* _Goal of the exercise_
Comb the records below for the string "Please" and copy each line where it turns up.

* _Phrase grounding data_
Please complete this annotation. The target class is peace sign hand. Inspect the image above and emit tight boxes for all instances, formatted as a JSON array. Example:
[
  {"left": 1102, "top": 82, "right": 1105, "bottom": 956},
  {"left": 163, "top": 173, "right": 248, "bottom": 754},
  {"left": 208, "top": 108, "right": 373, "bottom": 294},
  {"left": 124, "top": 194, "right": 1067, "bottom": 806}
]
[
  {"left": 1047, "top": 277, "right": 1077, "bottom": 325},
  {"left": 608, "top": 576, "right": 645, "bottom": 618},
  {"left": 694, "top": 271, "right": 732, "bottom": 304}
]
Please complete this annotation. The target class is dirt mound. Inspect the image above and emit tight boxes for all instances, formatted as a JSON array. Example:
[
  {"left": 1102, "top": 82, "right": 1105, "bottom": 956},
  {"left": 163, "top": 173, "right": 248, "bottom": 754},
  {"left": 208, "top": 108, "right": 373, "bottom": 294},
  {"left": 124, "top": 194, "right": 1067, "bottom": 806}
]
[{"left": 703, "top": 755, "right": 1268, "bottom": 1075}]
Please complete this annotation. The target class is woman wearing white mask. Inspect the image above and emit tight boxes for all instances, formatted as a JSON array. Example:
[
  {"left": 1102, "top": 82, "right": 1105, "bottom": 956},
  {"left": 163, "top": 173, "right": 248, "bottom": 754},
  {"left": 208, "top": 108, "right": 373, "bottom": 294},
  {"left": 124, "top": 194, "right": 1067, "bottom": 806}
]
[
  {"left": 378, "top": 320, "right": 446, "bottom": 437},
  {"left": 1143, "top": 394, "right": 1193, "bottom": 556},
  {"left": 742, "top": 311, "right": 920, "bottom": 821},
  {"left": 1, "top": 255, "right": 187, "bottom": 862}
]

* _Written response_
Please complete this annotation. The target class is peace sign hand. Inspect the image above and emit tight boxes for all instances, formatted as a JSON array. Example:
Please complete this annotation. The target class is dirt mound. Inspect the image above and emit tight boxes for all instances, formatted as a JSON array. Example:
Please complete this annotation. The target class is woman wearing white mask. Inspect the image above and emit tight boxes for all instances, formatted as a JSON array. Example:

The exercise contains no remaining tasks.